* Start Data extract *

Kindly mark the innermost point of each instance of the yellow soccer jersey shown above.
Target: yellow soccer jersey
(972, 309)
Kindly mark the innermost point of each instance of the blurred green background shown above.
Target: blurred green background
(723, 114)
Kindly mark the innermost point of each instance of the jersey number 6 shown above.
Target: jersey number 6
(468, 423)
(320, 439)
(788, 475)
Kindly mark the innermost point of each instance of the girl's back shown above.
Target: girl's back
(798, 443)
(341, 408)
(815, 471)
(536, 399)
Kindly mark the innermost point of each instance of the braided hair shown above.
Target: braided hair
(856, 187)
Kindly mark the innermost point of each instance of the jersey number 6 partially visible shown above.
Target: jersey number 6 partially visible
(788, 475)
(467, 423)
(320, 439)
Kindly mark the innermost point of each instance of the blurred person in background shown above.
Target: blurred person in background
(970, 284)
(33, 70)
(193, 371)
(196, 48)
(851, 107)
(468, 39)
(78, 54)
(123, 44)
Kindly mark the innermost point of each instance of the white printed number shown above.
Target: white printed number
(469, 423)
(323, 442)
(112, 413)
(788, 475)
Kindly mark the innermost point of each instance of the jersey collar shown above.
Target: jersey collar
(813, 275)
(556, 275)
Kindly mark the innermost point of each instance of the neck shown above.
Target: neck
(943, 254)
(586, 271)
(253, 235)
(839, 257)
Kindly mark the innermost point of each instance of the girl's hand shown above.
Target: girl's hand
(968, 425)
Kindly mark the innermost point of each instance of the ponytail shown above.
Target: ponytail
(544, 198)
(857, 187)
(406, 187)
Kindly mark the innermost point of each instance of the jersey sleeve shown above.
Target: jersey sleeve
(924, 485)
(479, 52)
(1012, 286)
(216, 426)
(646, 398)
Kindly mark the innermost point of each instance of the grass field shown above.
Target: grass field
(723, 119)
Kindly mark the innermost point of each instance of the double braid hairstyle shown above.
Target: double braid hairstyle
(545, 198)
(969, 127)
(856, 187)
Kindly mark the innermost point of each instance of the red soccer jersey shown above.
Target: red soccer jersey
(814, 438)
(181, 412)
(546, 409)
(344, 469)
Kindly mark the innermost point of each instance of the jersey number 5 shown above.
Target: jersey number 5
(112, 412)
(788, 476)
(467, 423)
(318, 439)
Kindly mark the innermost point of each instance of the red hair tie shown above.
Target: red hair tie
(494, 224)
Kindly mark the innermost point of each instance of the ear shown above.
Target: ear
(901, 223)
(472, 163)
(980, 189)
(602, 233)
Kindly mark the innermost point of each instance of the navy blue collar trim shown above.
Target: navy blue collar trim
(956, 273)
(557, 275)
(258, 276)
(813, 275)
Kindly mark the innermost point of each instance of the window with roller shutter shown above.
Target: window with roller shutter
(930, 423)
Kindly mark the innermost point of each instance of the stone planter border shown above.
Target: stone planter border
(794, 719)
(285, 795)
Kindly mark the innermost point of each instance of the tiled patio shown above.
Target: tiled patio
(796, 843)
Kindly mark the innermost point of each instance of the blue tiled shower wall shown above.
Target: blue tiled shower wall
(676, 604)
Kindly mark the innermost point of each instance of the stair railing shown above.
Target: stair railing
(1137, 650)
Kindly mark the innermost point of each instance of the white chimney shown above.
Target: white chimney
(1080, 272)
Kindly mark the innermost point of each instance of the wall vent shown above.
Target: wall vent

* End Data extract *

→ **Request**: Print all of the items above again, word for word and in their original order.

→ **Solution for this task**:
Kindly mark the innermost point of each instance of the yellow soccer jersey shown above.
Target: yellow soccer jersey
(972, 309)
Kindly mark the innermost point of each instance of the blurred green background shown above.
Target: blurred green background
(723, 114)
Kindly mark the innermost point of each instance of the jersey number 6 shown above.
Target: jersey number 6
(468, 423)
(320, 439)
(788, 475)
Kindly mark the innermost point of each instance of the girl's back shown above.
Target: girl's back
(798, 443)
(341, 408)
(815, 471)
(536, 399)
Kindly mark the innermost point of each instance of the braided hair shown above.
Target: braided hair
(856, 187)
Kindly mark the innermost point of each instance of the jersey number 6 partially visible shown above.
Target: jersey number 6 partially visible
(788, 475)
(467, 423)
(320, 439)
Kindly mark the innermost point of each instance of the blurred person in background shown above.
Target: blurred person in background
(970, 284)
(33, 70)
(193, 371)
(196, 48)
(851, 107)
(468, 39)
(78, 54)
(123, 44)
Kindly mark the innermost point of each instance of the white printed number shown above.
Target: white printed number
(469, 423)
(323, 442)
(112, 413)
(788, 475)
Kindly mark the innermost point of each instance of the jersey collar shown above.
Target: jersey collar
(813, 275)
(556, 275)
Kindly mark the innermost point of each instance of the neck shown above.
Target: neck
(943, 254)
(586, 271)
(253, 235)
(839, 257)
Kindly mark the innermost point of each instance of the girl's hand shown above.
Target: girl's hand
(968, 425)
Kindly mark the innermost point of each instance of the ponytail shown above.
Target: ponytail
(544, 198)
(857, 187)
(406, 187)
Kindly mark the innermost point of each instance of the jersey sleeve shown above.
Target: jersey sleeve
(924, 485)
(479, 52)
(1012, 286)
(216, 426)
(646, 398)
Kindly mark the innermost point of each instance of the grass field shown above.
Target: grass field
(723, 119)
Kindly mark the innermost point of each instance of the double braid hairstyle shown above.
Target: double braid hairstyle
(545, 198)
(969, 127)
(856, 187)
Kindly mark the innermost point of each instance of the red soccer jersey shown above.
Target: red soccer jersey
(814, 438)
(181, 412)
(546, 409)
(344, 469)
Kindly mark the innermost point of each instance of the jersey number 5 shown above.
Target: jersey number 5
(112, 412)
(788, 476)
(467, 423)
(318, 439)
Kindly mark the innermost point of each instance of the red hair tie shown above.
Target: red hair tie
(494, 224)
Kindly mark the innermost point of each instance of the ear shown above.
Target: ear
(901, 223)
(472, 163)
(980, 189)
(602, 233)
Kindly mark the innermost point of each instance of the navy blue collar trim shown above.
Target: navy blue collar trim
(956, 273)
(557, 275)
(258, 276)
(813, 275)
Kindly mark the innermost point of each instance of the window with roller shutter shown above.
Target: window with roller shutter
(930, 423)
Kindly mark the innermost point of each instance of the stone planter border shown above.
Target: stone planter border
(794, 719)
(285, 795)
Kindly mark the innermost point of each instance of the tiled patio shown above.
Target: tiled patio
(796, 843)
Kindly mark the innermost point of each instance of the blue tiled shower wall shown above.
Target: blue tiled shower wall
(676, 604)
Kindly mark the innermost point of each instance of the stair railing shown above.
Target: stair railing
(1137, 650)
Kindly mark the innermost point of each instance of the white chimney shown above.
Target: white chimney
(1080, 272)
Kindly mark the innermost point of each instance of the wall vent shown above.
Target: wall vent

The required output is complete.